- Records supplied -
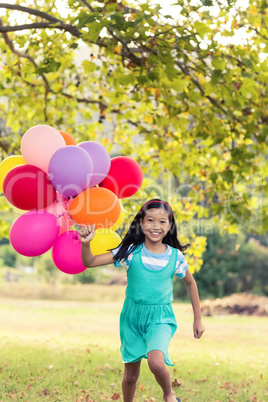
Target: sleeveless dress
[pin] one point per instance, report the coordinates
(147, 320)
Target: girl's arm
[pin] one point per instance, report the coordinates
(192, 291)
(86, 234)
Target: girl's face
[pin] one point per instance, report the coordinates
(155, 224)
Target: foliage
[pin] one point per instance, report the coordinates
(178, 93)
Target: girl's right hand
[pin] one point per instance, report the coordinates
(86, 234)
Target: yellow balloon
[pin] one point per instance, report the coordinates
(7, 164)
(119, 221)
(104, 240)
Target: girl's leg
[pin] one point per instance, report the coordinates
(158, 367)
(131, 375)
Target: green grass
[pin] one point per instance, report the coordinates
(66, 350)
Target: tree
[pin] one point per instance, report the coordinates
(185, 104)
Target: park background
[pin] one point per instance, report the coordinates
(183, 91)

- Aim -
Could you copy every entry above verbatim, leaving out the picture?

- Exercise solution -
Target: sleeveless dress
[pin] one point per instance, report the coordinates
(147, 320)
Target: girl's arm
[pin] one point per instance, report the coordinates
(192, 291)
(86, 234)
Target: girl's face
[pin] one point per instance, report the coordinates
(155, 224)
Target: foliage
[pin] one point per instance, report the coordinates
(178, 93)
Target: girl's right hand
[pin] one point per instance, report the coordinates
(86, 234)
Target: yellow balloon
[pin] one point per instance, report the coordinates
(7, 164)
(119, 221)
(104, 240)
Target: girl's leg
[pin] one point per instance, report the coordinates
(158, 367)
(131, 375)
Target: green grass
[pin] one point per instance, report the coordinates
(66, 350)
Target: tree
[pin] one point per instance, report the coordinates
(185, 104)
Target: park background
[pin] one point per instance, report the coordinates
(183, 91)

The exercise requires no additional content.